# Task item
Scan the records below for the line with "Query: white building" and the line with "Mark each instance of the clear". Repeat those two lines and every line between them exactly, and nothing else.

# Records for the task
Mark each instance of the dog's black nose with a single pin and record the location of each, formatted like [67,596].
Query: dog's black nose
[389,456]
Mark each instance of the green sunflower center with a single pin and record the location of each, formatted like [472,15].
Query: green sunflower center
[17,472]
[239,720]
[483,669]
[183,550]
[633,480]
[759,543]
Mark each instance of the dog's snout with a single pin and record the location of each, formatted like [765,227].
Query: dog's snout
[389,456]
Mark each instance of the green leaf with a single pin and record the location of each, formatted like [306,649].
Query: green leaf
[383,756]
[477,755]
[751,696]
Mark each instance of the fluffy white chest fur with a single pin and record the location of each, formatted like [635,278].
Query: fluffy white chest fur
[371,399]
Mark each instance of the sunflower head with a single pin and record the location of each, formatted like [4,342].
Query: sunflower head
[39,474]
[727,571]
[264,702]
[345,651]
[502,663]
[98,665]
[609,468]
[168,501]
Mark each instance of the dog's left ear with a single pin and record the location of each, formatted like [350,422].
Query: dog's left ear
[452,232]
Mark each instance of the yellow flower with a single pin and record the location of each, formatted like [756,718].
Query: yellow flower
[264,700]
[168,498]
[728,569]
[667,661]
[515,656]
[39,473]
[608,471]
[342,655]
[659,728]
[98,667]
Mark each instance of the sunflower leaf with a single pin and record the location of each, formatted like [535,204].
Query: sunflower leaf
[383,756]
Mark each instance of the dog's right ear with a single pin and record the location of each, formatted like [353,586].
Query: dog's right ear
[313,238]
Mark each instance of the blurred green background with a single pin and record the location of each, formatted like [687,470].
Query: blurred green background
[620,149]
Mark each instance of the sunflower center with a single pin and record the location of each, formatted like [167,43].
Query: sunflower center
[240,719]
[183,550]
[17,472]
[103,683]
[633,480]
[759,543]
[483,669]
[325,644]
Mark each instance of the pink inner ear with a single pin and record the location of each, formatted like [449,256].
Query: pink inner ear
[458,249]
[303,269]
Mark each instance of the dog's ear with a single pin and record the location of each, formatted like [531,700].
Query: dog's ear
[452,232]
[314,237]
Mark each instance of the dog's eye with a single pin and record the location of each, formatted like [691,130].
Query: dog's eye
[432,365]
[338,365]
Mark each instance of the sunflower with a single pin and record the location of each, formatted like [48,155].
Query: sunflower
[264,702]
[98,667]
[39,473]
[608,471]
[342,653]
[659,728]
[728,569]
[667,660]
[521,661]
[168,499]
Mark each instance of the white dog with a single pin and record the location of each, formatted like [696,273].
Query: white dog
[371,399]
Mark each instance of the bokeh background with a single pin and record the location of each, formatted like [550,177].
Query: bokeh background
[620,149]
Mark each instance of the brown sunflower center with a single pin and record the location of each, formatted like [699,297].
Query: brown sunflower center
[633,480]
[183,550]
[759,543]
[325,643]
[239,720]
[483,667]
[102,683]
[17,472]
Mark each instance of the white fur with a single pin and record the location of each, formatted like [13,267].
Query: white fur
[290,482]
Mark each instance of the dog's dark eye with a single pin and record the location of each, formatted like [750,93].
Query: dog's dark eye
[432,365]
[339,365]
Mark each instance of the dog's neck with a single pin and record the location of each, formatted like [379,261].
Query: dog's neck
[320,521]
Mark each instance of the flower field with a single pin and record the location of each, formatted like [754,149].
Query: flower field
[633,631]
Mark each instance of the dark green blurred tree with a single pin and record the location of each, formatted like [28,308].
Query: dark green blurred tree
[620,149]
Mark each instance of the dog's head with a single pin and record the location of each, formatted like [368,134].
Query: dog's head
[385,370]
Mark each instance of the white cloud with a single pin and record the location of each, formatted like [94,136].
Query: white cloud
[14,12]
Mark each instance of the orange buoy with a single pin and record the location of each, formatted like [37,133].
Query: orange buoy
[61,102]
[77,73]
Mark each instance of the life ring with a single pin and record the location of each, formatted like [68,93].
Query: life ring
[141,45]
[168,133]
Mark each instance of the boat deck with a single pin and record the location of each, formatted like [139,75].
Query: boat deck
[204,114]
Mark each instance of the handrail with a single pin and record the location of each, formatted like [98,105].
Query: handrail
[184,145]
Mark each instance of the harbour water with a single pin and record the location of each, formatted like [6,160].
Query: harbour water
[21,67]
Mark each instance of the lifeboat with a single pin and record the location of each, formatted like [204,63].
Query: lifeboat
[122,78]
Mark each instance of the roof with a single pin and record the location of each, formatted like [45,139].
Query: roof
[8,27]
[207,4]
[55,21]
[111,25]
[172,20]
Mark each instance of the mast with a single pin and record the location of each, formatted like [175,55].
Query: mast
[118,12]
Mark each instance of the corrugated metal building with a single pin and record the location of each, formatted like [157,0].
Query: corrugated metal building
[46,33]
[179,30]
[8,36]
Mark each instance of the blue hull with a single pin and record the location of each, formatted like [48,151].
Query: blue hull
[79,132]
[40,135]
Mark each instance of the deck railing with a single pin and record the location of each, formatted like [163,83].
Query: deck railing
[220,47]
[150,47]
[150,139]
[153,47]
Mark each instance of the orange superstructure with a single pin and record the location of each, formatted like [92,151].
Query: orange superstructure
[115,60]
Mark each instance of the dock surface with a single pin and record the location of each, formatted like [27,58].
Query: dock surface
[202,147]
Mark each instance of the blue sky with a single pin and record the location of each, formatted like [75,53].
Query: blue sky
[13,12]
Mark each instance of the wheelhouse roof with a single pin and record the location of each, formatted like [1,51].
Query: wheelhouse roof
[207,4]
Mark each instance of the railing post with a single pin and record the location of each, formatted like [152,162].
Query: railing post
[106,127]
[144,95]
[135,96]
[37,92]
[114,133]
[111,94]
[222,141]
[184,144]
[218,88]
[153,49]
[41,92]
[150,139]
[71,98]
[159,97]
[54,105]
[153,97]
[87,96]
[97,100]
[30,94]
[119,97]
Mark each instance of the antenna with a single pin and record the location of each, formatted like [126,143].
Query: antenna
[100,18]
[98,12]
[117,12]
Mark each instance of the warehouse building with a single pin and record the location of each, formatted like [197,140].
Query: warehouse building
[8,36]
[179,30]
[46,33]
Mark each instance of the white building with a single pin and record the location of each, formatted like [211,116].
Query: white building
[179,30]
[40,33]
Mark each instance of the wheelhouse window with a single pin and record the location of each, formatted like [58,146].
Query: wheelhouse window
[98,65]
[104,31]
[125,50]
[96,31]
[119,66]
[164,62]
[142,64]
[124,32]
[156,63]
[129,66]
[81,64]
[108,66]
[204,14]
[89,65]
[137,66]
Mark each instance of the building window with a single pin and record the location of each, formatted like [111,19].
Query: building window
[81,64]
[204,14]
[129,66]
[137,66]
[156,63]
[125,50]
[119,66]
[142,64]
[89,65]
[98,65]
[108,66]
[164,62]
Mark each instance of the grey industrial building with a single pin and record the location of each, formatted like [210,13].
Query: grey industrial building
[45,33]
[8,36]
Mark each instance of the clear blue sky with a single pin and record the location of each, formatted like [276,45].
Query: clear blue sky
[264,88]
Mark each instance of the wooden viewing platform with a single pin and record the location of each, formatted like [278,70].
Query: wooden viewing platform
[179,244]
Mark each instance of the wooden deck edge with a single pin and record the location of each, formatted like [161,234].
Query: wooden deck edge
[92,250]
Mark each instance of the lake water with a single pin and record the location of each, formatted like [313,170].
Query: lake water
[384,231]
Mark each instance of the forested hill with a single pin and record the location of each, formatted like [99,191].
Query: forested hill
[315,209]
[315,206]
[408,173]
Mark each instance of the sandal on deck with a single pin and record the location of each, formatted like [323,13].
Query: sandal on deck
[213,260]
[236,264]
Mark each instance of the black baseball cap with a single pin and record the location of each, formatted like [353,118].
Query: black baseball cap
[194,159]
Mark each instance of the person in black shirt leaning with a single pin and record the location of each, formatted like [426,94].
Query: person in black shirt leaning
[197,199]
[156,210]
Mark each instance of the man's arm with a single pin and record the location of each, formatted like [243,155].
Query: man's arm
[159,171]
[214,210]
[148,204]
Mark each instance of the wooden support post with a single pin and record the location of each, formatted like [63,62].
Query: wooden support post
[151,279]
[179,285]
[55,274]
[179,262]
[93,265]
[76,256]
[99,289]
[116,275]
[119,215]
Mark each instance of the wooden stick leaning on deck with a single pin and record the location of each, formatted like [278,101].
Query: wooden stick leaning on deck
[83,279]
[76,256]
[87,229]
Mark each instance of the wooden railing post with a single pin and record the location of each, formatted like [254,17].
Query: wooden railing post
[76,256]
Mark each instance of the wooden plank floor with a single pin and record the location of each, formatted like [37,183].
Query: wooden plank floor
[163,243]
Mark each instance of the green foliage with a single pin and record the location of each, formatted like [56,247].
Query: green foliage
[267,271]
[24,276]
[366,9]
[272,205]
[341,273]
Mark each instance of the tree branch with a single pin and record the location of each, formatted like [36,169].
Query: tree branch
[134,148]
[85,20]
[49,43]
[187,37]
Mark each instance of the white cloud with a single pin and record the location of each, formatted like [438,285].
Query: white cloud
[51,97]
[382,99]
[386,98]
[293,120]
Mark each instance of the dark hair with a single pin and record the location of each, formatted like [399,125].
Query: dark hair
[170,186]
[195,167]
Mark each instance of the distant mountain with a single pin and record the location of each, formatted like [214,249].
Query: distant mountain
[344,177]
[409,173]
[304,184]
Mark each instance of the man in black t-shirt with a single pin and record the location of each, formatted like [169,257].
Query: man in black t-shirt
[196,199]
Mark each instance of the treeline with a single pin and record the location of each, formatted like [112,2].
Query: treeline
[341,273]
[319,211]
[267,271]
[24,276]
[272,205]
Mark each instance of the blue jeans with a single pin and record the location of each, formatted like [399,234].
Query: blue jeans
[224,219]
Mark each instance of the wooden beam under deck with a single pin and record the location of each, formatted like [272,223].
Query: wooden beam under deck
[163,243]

# Result of this task
Query: white building
[179,30]
[40,33]
Mark each instance of the wheelhouse window with a single pin and record the location of each, formatted like [58,146].
Query: wheelhouse window
[98,65]
[104,31]
[125,50]
[96,31]
[119,66]
[164,62]
[142,64]
[124,32]
[156,63]
[129,66]
[81,64]
[108,66]
[204,14]
[89,65]
[137,66]
Mark each instance of the building window with a single pin and record the location of each, formatted like [111,19].
Query: building window
[81,64]
[204,14]
[129,66]
[137,66]
[156,63]
[125,50]
[119,66]
[142,64]
[89,65]
[98,65]
[108,66]
[164,62]
Mark each instance of the grey industrial building with a single pin and record the location of each, formatted like [210,13].
Query: grey industrial building
[45,33]
[8,36]
Mark each instance of the clear blue sky with a single pin and record the location of each, formatted like [276,45].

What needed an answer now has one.